#### Trecho fornecido:
━━━━━━━━━━━━━━━━━━━━━━━━━━━━━━

Apesar de o Brasil ser detentor de uma das mais generosas riquezas naturais do mundo, como o pré-sal, as rendas governamentais vinculadas à exploração dessas riquezas geram montantes relativamente pequenos aos cofres públicos diante do tamanho da economia e da carga tributária total.

No caso do petróleo, a parcela dos impostos incidentes na comercialização dos seus derivados, constituída principalmente do ICMS, é paga pelo consumidor. Mesmo essa carga não é das maiores no mundo: na média da OCDE (Organização para Cooperação e Desenvolvimento Econômico), a participação dos tributos sobre o preço final de comercialização é de 54% (dados da Opep de 2020). No Brasil, essa carga na gasolina é de 39%, no diesel, 20%, e, no GNV (gás natural veicular), 23%.

E a carga de impostos que incidem na exploração do petróleo e gás no Brasil paga pelas empresas? Esses tributos são constituídos de impostos federais sobre lucros (CSLL e IRPJ) e as rendas de exploração, que são os royalties e as participações especiais recolhidas por estados, municípios e União.

Segundo a Receita Federal, a arrecadação dos impostos federais sobre lucros do setor petroleiro foi de irrisório 0,05% do PIB na média dos anos de 2011 a 2020, período em que ocorreu um aumento das deduções legais praticadas. Já o pagamento de royalties e participações atingiram níveis recordes de R$ 74,4 bilhões em 2021, mas representam apenas 0,86% do Produto Interno Bruto. Assim, se em 2021 a soma dos dois totalizar uma carga tributária perto de 1% ou 1,5% do PIB, a contribuição da produção de petróleo na receita tributária brasileira fica entre 3% e 4,5% do total arrecadado.

De fato, dados apresentados no livro "International Taxation and the Extractive Industries", por Philip Daniel e outros, ilustram que a arrecadação advinda da indústria extrativa (incluindo petróleo e minérios) tem peso extremamente baixo na receita tributária total no Brasil (menos de 5%), em grande contraste com outros países. Essa participação chega a mais de 60% na Arábia Saudita e Emirados Árabes; no México fica próxima de 30%; na Noruega e na Rússia, 20%; e, no Chile, 15%.

━━━━━━━━━━━━━━━━━━━━━━━━━━━━━━

#### Dados fornecidos:

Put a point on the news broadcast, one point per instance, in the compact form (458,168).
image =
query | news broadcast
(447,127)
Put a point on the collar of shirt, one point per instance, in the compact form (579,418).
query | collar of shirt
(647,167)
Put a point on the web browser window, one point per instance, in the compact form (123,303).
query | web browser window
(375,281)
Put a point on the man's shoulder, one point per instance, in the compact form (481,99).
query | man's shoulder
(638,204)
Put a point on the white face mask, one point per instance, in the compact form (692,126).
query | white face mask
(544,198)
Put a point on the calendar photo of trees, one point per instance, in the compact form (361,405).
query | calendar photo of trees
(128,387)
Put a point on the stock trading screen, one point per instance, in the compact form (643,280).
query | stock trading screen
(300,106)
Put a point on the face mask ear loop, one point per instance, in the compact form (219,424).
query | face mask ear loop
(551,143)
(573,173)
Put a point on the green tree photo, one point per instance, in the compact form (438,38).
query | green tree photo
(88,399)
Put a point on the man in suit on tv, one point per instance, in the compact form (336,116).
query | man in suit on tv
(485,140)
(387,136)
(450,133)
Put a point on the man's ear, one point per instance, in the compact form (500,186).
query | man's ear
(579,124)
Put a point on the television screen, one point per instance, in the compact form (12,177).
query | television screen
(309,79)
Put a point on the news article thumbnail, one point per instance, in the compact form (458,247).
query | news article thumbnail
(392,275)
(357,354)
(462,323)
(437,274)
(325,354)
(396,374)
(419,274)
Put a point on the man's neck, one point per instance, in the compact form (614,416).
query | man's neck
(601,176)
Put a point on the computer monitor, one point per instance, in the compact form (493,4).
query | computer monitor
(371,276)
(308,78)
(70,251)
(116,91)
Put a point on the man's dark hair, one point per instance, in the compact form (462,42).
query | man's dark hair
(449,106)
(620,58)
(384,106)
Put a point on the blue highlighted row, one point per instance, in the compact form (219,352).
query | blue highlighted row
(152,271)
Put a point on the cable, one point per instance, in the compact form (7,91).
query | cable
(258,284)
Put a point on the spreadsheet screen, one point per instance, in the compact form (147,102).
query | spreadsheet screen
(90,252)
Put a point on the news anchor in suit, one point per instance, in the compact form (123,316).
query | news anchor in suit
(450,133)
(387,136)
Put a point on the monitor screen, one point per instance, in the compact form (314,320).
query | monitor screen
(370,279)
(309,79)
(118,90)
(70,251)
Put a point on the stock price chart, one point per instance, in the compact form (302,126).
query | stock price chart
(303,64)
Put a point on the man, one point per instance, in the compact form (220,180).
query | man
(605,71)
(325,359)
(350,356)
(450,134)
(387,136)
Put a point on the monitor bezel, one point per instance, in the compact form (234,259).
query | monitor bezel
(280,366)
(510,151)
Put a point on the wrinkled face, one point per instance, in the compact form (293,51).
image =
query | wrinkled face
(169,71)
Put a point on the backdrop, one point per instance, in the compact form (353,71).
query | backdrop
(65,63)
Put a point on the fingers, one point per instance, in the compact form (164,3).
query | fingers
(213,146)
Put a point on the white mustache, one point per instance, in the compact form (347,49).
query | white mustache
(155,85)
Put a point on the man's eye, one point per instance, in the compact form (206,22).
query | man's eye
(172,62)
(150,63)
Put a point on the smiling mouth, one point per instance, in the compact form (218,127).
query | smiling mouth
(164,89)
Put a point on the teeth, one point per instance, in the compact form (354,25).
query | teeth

━━━━━━━━━━━━━━━━━━━━━━━━━━━━━━

#### Enunciado:
Responda, com base no trecho sobre a tributação do petróleo no Brasil:
(a) Qual é a participação dos tributos no preço final da gasolina no Brasil?
(b) Que valor o pagamento de royalties e participações atingiu em 2021?
(c) Qual é o peso da indústria extrativa na receita tributária total do Chile?

#### Resolução:
(a) 39%.
(b) R$ 74,4 bilhões.
(c) 15%.